## Problem details
Can you write out every row below word for word, leaving out the pictures?

## Entries provided
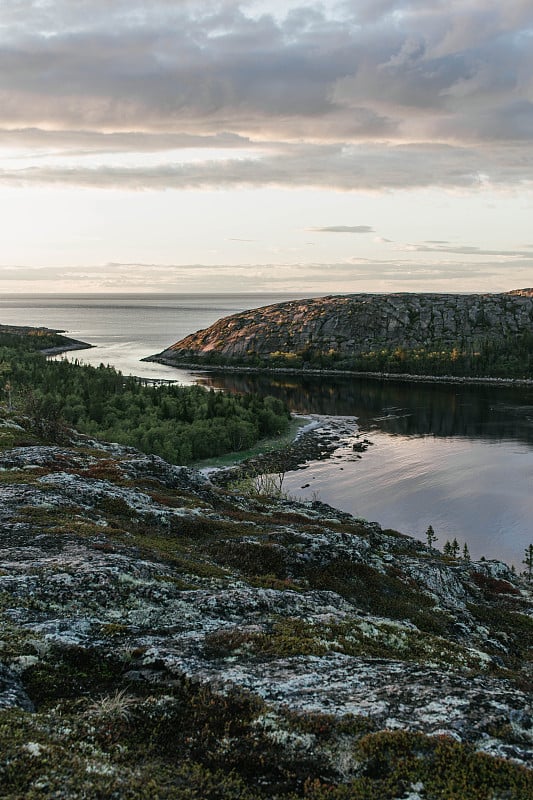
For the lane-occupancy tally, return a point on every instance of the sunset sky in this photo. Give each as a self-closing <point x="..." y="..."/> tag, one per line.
<point x="220" y="145"/>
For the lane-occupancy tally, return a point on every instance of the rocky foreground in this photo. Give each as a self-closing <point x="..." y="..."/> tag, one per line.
<point x="165" y="638"/>
<point x="345" y="325"/>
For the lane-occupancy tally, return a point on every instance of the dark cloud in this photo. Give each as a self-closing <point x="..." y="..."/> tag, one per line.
<point x="394" y="77"/>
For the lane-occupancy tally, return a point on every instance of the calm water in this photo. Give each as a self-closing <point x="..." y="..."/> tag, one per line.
<point x="458" y="458"/>
<point x="126" y="328"/>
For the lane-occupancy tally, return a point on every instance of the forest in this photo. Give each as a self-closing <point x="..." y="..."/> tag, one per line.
<point x="181" y="424"/>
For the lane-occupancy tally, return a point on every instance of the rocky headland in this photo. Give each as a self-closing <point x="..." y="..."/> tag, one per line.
<point x="164" y="637"/>
<point x="375" y="332"/>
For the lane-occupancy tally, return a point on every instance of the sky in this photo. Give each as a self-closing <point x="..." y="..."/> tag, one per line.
<point x="266" y="145"/>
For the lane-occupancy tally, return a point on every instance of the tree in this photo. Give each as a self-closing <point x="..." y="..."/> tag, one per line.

## Written answer
For the lane-occupancy tally, return a point on every instance of the sunset sky in this photo. Give each as a self-closing <point x="..." y="..."/> tag, one per line.
<point x="220" y="145"/>
For the lane-occupancy tally, return a point on every instance of the rocky foreground in this photo. Give each as a self-closing <point x="..." y="..."/> tag, one per line.
<point x="165" y="638"/>
<point x="345" y="325"/>
For the lane-occupancy tally, return a point on every instance of the dark cloud in this photo. Give each as a self-closing <point x="..." y="..."/> tag, one per line.
<point x="394" y="77"/>
For the lane-occupancy tally, return a point on every instance of the calm water in this photo. Give each as a self-closing <point x="..." y="..."/> tag, one per line.
<point x="458" y="458"/>
<point x="126" y="328"/>
For the lane-occupancy tally, return a point on every instance of the forest in this photo. Give each as a self-closing <point x="..." y="..."/> tag, one per line.
<point x="181" y="424"/>
For the lane-occupancy tally, return a point on every instance of the rocky headland in this photo. Give each as a self-closing <point x="..." y="..."/> tag, one per line.
<point x="164" y="637"/>
<point x="375" y="332"/>
For the lane-occupancy tally, return a point on every instance of the sky in this photo. Give each as a self-closing <point x="..." y="..."/> tag, one per line.
<point x="266" y="145"/>
For the lane-occupancy tally, return a point on every instance of the tree in this photo. Give each as a self-closing <point x="..." y="..."/> tag, one per line.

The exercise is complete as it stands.